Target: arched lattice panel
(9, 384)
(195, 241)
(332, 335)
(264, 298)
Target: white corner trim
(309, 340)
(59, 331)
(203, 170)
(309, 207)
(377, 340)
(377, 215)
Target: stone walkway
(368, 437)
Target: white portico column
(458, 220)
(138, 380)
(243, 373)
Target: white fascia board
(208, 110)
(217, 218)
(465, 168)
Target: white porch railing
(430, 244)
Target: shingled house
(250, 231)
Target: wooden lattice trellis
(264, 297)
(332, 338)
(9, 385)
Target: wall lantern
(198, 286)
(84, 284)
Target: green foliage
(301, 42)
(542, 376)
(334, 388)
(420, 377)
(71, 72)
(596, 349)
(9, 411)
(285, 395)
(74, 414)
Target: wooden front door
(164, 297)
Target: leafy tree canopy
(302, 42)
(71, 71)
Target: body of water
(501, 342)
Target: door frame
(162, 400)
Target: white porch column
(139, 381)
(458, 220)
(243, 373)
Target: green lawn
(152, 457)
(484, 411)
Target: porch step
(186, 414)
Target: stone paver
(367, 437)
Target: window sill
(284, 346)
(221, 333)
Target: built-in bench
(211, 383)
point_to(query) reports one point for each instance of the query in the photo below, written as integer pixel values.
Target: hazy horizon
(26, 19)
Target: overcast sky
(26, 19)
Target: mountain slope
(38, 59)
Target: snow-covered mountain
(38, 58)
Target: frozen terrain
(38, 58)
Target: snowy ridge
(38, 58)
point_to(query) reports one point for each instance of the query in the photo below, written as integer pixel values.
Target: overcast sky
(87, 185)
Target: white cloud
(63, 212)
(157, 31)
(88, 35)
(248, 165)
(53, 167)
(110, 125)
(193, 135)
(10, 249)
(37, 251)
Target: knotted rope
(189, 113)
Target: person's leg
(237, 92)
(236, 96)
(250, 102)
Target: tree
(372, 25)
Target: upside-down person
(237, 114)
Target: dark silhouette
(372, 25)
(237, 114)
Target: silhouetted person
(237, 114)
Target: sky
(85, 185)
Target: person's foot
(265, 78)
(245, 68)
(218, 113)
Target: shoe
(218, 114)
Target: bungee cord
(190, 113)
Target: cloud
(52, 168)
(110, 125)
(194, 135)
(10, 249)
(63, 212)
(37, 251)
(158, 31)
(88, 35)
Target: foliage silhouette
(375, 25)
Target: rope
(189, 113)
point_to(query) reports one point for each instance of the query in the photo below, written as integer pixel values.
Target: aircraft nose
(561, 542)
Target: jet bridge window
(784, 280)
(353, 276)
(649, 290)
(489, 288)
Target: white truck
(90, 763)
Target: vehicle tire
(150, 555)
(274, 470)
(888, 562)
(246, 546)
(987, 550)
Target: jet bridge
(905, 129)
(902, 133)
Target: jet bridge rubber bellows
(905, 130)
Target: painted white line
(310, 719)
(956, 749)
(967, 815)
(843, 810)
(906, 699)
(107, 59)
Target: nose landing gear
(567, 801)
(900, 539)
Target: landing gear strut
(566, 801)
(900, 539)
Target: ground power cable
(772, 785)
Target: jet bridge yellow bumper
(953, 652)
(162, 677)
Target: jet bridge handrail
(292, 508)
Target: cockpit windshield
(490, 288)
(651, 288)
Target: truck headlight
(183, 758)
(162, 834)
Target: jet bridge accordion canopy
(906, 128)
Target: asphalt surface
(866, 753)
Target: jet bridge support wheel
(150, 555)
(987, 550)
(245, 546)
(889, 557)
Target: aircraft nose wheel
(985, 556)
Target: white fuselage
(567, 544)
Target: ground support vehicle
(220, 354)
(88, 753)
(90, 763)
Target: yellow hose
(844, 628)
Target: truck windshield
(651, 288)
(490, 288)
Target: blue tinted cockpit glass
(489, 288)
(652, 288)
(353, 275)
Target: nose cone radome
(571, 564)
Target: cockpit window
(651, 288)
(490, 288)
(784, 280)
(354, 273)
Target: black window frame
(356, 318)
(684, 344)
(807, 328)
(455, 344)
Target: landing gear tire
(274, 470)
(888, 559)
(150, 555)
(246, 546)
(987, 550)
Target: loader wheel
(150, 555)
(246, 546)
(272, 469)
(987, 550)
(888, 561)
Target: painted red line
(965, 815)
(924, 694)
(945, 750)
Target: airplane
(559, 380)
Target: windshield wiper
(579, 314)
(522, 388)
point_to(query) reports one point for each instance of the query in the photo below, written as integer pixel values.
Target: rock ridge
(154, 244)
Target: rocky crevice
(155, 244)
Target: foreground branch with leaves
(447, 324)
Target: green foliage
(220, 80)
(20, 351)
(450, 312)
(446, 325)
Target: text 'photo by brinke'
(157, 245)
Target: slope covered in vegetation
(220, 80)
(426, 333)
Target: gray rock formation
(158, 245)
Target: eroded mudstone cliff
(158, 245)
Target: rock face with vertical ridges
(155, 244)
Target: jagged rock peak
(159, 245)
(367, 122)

WHAT YOU ARE ASKED TO DO
Your answer should be the full set of records above, restated exactly.

RESULT FOR THIS EXERCISE
Target: arched lattice panel
(9, 384)
(195, 241)
(332, 335)
(264, 298)
Target: white corner trim
(309, 340)
(59, 331)
(203, 170)
(309, 207)
(377, 340)
(377, 215)
Target: stone walkway
(368, 437)
Target: white portico column
(458, 220)
(138, 380)
(243, 373)
Target: white fascia board
(208, 110)
(217, 218)
(465, 168)
Target: white porch railing
(430, 244)
Target: shingled house
(250, 231)
Target: wooden lattice trellis
(264, 297)
(332, 338)
(9, 385)
Target: wall lantern
(198, 286)
(84, 284)
Target: green foliage
(301, 42)
(542, 376)
(334, 388)
(420, 377)
(71, 72)
(596, 349)
(9, 411)
(285, 395)
(74, 414)
Target: wooden front door
(164, 297)
Target: leafy tree canopy
(302, 42)
(71, 71)
Target: body of water
(501, 342)
Target: door frame
(162, 400)
Target: white porch column
(139, 381)
(458, 220)
(243, 373)
Target: green lawn
(152, 457)
(484, 411)
Target: porch step
(186, 414)
Target: stone paver
(367, 437)
Target: window sill
(284, 346)
(221, 333)
Target: built-in bench
(211, 383)
point_to(query) reports one point for each instance of the query in the photo below, written as integer pixel values.
Target: hazy horizon
(26, 19)
Target: overcast sky
(26, 19)
Target: mountain slope
(38, 59)
Target: snow-covered mountain
(38, 58)
Target: frozen terrain
(38, 58)
Target: snowy ridge
(38, 58)
point_to(query) reports one point for each instance of the query in the photo below, written as integer pixel values.
Target: overcast sky
(87, 185)
Target: white cloud
(63, 212)
(157, 31)
(88, 35)
(248, 165)
(53, 167)
(110, 125)
(193, 135)
(10, 249)
(37, 251)
Target: knotted rope
(189, 113)
Target: person's leg
(237, 92)
(236, 96)
(250, 102)
Target: tree
(372, 25)
Target: upside-down person
(237, 114)
Target: dark silhouette
(372, 25)
(237, 114)
Target: silhouetted person
(237, 114)
Target: sky
(85, 185)
Target: person's foot
(265, 78)
(245, 68)
(218, 113)
Target: shoe
(218, 114)
Target: bungee cord
(190, 113)
Target: cloud
(52, 168)
(110, 125)
(194, 135)
(10, 249)
(63, 212)
(37, 251)
(158, 31)
(88, 35)
Target: foliage silhouette
(375, 25)
Target: rope
(189, 113)
point_to(query) reports one point for each instance of the query in the photo below, written as integer pixel values.
Target: aircraft nose
(561, 542)
Target: jet bridge window
(784, 280)
(353, 276)
(649, 290)
(489, 288)
Target: white truck
(90, 763)
Target: vehicle tire
(150, 555)
(274, 470)
(888, 562)
(246, 546)
(987, 550)
Target: jet bridge
(905, 129)
(902, 133)
Target: jet bridge rubber bellows
(905, 130)
Target: painted white line
(310, 719)
(956, 749)
(967, 815)
(843, 810)
(906, 699)
(107, 59)
Target: nose landing gear
(567, 801)
(900, 539)
Target: landing gear strut
(566, 801)
(900, 539)
Target: ground power cable
(772, 785)
Target: jet bridge yellow bumper
(953, 652)
(162, 677)
Target: jet bridge handrail
(292, 508)
Target: cockpit windshield
(490, 288)
(651, 288)
Target: truck headlight
(183, 758)
(162, 834)
Target: jet bridge accordion canopy
(906, 128)
Target: asphalt surface
(866, 753)
Target: jet bridge support wheel
(150, 555)
(987, 550)
(245, 546)
(889, 557)
Target: aircraft nose wheel
(985, 556)
Target: white fuselage
(567, 544)
Target: ground support vehicle
(220, 354)
(88, 753)
(90, 763)
Target: yellow hose
(844, 628)
Target: truck windshield
(651, 288)
(490, 288)
Target: blue tinted cockpit glass
(489, 288)
(652, 288)
(353, 275)
Target: nose cone radome
(571, 564)
Target: cockpit window
(651, 288)
(490, 288)
(784, 280)
(354, 273)
Target: black window frame
(356, 318)
(684, 344)
(807, 328)
(455, 344)
Target: landing gear tire
(274, 470)
(888, 559)
(150, 555)
(246, 546)
(987, 550)
Target: loader wheel
(150, 555)
(246, 546)
(272, 469)
(987, 550)
(888, 561)
Target: painted red line
(965, 815)
(924, 694)
(945, 750)
Target: airplane
(559, 380)
Target: windshield wiper
(579, 314)
(522, 388)
point_to(query) reports one point for each instance of the query in the photo below, written as integer pixel values.
Target: rock ridge
(154, 244)
Target: rocky crevice
(155, 244)
Target: foreground branch with leaves
(447, 324)
Target: green foliage
(220, 80)
(20, 351)
(450, 312)
(446, 325)
Target: text 'photo by brinke'
(157, 245)
Target: slope covered in vegetation
(220, 80)
(426, 333)
Target: gray rock formation
(158, 245)
Target: eroded mudstone cliff
(158, 245)
Target: rock face with vertical ridges
(155, 244)
Target: jagged rock peak
(159, 245)
(367, 122)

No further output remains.